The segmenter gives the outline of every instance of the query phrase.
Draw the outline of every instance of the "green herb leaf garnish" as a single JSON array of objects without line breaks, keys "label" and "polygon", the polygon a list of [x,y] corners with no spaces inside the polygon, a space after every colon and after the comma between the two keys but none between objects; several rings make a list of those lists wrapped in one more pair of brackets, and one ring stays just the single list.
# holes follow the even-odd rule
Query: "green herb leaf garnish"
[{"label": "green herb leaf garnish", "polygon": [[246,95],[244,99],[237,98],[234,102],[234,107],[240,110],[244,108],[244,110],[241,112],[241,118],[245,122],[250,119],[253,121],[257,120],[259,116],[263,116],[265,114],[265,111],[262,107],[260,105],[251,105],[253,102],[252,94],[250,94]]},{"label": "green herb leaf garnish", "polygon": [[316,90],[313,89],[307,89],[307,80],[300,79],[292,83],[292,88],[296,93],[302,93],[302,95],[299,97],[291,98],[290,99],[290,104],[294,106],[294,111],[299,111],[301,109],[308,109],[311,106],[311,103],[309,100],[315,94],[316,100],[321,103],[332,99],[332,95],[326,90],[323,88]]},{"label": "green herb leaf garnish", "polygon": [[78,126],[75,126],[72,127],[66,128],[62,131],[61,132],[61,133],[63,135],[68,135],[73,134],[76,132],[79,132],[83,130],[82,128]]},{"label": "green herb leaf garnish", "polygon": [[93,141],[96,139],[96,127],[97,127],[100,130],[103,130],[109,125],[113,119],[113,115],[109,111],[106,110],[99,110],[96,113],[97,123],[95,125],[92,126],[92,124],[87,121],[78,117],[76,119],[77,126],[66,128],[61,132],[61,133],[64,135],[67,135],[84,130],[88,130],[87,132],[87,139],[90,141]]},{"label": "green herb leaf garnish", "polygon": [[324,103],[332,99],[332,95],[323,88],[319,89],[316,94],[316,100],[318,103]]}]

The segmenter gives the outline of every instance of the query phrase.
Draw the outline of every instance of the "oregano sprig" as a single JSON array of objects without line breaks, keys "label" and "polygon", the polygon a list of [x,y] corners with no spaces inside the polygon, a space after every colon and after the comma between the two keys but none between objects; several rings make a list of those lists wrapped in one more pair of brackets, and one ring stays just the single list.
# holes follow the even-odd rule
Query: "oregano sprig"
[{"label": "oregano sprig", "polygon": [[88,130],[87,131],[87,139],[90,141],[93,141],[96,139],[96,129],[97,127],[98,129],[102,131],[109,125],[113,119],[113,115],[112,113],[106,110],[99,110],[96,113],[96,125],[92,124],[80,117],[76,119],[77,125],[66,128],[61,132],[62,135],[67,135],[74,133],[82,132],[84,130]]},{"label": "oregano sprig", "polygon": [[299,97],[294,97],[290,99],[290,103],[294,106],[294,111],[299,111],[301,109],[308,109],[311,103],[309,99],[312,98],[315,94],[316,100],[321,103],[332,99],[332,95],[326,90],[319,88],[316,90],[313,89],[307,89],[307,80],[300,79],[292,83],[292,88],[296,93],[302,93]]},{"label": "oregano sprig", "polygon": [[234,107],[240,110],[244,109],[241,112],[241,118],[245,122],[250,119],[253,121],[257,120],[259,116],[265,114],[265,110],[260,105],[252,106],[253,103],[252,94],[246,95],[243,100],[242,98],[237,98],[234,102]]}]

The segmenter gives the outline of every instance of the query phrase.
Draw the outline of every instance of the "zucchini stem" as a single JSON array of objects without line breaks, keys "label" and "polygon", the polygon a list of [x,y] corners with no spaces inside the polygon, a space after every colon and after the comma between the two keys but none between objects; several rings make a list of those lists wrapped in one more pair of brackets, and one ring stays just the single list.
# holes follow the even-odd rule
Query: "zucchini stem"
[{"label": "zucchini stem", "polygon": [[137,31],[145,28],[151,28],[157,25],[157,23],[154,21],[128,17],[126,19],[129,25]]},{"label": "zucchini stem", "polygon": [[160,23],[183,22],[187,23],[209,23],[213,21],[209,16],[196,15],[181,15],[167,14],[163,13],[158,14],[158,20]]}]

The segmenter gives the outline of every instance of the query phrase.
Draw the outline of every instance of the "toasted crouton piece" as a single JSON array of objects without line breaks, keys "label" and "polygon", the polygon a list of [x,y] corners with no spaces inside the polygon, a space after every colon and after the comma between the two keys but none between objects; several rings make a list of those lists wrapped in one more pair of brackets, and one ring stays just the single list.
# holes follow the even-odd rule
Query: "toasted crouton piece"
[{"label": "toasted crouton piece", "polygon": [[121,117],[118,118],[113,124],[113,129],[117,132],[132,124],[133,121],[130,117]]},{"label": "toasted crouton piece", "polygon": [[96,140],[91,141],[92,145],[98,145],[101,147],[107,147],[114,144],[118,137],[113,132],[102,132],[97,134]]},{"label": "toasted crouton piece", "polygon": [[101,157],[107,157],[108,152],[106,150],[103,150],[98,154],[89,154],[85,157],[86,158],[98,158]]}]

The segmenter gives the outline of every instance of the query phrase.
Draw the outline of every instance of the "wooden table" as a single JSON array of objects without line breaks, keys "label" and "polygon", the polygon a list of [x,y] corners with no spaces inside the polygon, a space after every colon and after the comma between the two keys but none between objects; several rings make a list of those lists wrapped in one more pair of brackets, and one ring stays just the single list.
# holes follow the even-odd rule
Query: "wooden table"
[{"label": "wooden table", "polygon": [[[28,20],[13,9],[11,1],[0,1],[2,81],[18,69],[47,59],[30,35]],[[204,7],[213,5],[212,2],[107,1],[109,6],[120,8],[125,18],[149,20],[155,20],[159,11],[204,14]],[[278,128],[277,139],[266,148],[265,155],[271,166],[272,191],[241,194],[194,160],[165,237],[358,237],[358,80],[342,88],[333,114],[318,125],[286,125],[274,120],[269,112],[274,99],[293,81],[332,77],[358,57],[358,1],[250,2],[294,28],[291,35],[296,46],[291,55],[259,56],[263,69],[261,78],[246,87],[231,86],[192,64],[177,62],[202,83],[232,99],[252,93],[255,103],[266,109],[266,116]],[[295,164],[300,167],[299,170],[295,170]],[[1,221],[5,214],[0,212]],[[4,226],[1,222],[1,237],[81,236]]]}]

-------------------------

What to produce ▸ Restate the data above word for word, please.

Result of the exercise ▸
The segmenter gives the outline of every instance of the query phrase.
Draw the outline of every instance of the "green herb leaf garnish" as a single JSON array of objects without line breaks, keys "label" and "polygon", the polygon a list of [x,y] corners with no spaces inside the polygon, a space after every colon and after the comma between the two keys but none between objects; several rings make a list of those lists wrapped in one more pair of brackets, and one ring stays just the single list.
# holes follow the even-odd rule
Query: "green herb leaf garnish"
[{"label": "green herb leaf garnish", "polygon": [[246,95],[244,99],[237,98],[234,102],[234,107],[240,110],[244,108],[244,110],[241,112],[241,118],[245,122],[250,119],[253,121],[257,120],[259,116],[263,116],[265,114],[265,111],[262,107],[260,105],[251,105],[253,102],[252,94],[250,94]]},{"label": "green herb leaf garnish", "polygon": [[316,90],[313,89],[307,89],[307,80],[300,79],[292,83],[292,88],[296,93],[302,93],[302,95],[299,97],[291,98],[290,99],[290,104],[294,106],[294,111],[299,111],[301,109],[308,109],[311,106],[311,103],[309,100],[315,94],[316,100],[321,103],[332,99],[332,95],[326,90],[323,88]]},{"label": "green herb leaf garnish", "polygon": [[78,126],[75,126],[72,127],[66,128],[62,131],[61,132],[61,133],[63,135],[68,135],[73,134],[76,132],[79,132],[83,130],[82,128]]},{"label": "green herb leaf garnish", "polygon": [[93,141],[96,139],[96,127],[97,127],[100,130],[103,130],[109,125],[113,119],[113,115],[109,111],[106,110],[99,110],[96,113],[97,123],[95,125],[92,126],[92,124],[87,121],[78,117],[76,119],[77,126],[66,128],[61,132],[61,133],[64,135],[67,135],[84,130],[88,130],[87,132],[87,139],[90,141]]},{"label": "green herb leaf garnish", "polygon": [[324,103],[332,99],[332,95],[323,88],[319,89],[316,94],[316,100],[318,103]]}]

The segmenter gives the outline of every instance of the query phrase.
Draw the outline of every instance of the "oregano sprig" as a single JSON array of objects without line breaks, keys "label" and "polygon", the polygon a list of [x,y] corners with no spaces inside the polygon, a space after every colon and after the comma between the two keys but none between objects; several rings make a list of those lists wrapped in one more pair of brackets, and one ring stays just the single list.
# holes follow the even-odd rule
Query: "oregano sprig"
[{"label": "oregano sprig", "polygon": [[88,130],[87,131],[87,139],[90,141],[93,141],[96,139],[96,129],[97,127],[98,129],[102,131],[109,125],[113,119],[113,115],[112,113],[106,110],[99,110],[96,113],[96,125],[92,124],[80,117],[76,119],[77,125],[66,128],[61,132],[62,135],[67,135],[74,133],[82,132],[84,130]]},{"label": "oregano sprig", "polygon": [[299,97],[294,97],[290,99],[290,103],[294,106],[294,111],[299,111],[301,109],[308,109],[311,103],[309,99],[312,98],[315,94],[316,100],[321,103],[332,99],[332,95],[326,90],[319,88],[316,90],[313,89],[307,89],[307,80],[300,79],[292,83],[292,88],[296,93],[302,93]]},{"label": "oregano sprig", "polygon": [[234,107],[240,110],[244,109],[241,112],[241,118],[245,122],[250,119],[253,121],[257,120],[259,116],[265,114],[265,110],[260,105],[252,106],[253,103],[252,94],[246,95],[243,100],[242,98],[237,98],[234,102]]}]

The segmenter gives the outline of every instance of the query phrase.
Draw the outline of every instance of the "zucchini stem" as a single JSON array of objects without line breaks, keys "label" and "polygon", the polygon a list of [x,y] corners with no spaces inside the polygon, a space after every colon and after the comma between the two keys but none between objects; several rings make a list of those lists wrapped in one more pair of brackets, and one ring stays just the single list.
# holes follow the even-odd rule
Query: "zucchini stem"
[{"label": "zucchini stem", "polygon": [[137,31],[145,28],[151,28],[157,25],[157,23],[154,21],[128,17],[126,19],[129,25]]},{"label": "zucchini stem", "polygon": [[160,23],[183,22],[187,23],[209,23],[213,21],[209,16],[196,15],[181,15],[167,14],[163,13],[158,14],[158,20]]}]

The segmenter gives the outline of every instance of the query phrase.
Draw the outline of every instance of the "toasted crouton piece" as a single JSON array of objects without line breaks, keys "label" and "polygon", the polygon a list of [x,y] corners with no spaces inside the polygon, a space after every colon and after the comma between the two keys but none between objects; several rings make a list of those lists wrapped in one more pair of brackets, and one ring stays just the single list.
# holes follow the even-odd rule
Query: "toasted crouton piece"
[{"label": "toasted crouton piece", "polygon": [[121,117],[118,118],[113,124],[113,129],[117,132],[132,124],[133,121],[130,117]]},{"label": "toasted crouton piece", "polygon": [[96,140],[91,141],[92,145],[98,145],[101,147],[107,147],[114,144],[118,137],[113,132],[102,132],[97,134]]},{"label": "toasted crouton piece", "polygon": [[101,157],[107,157],[108,152],[106,150],[103,150],[98,154],[89,154],[85,157],[86,158],[98,158]]}]

The segmenter gives the outline of every instance of the query phrase.
Draw the outline of every instance of the "wooden table" as a single JSON array of objects without line breaks, keys "label" and "polygon", the polygon a list of [x,y] corners with no spaces inside the polygon, a space after every colon and after the comma between the two keys but none between objects; several rings make a list of those lists wrapped in one more pair of brackets, and one ring stays just the single list.
# holes follow the even-odd rule
Query: "wooden table"
[{"label": "wooden table", "polygon": [[[28,20],[13,9],[11,1],[0,1],[2,81],[18,69],[47,59],[30,35]],[[204,7],[213,5],[212,2],[107,1],[109,6],[120,8],[125,18],[149,20],[155,20],[159,11],[204,14]],[[278,128],[277,139],[266,148],[265,155],[271,166],[272,191],[241,194],[194,160],[165,237],[358,237],[358,80],[342,88],[333,114],[318,125],[286,125],[274,120],[269,112],[274,99],[293,81],[332,77],[358,57],[358,1],[250,2],[294,28],[291,35],[296,46],[291,55],[259,56],[263,69],[261,78],[246,87],[231,86],[192,64],[177,62],[202,83],[232,99],[252,93],[255,103],[266,109],[266,116]],[[295,164],[300,167],[299,170],[295,170]],[[1,221],[5,214],[0,212]],[[4,226],[1,222],[1,237],[81,236]]]}]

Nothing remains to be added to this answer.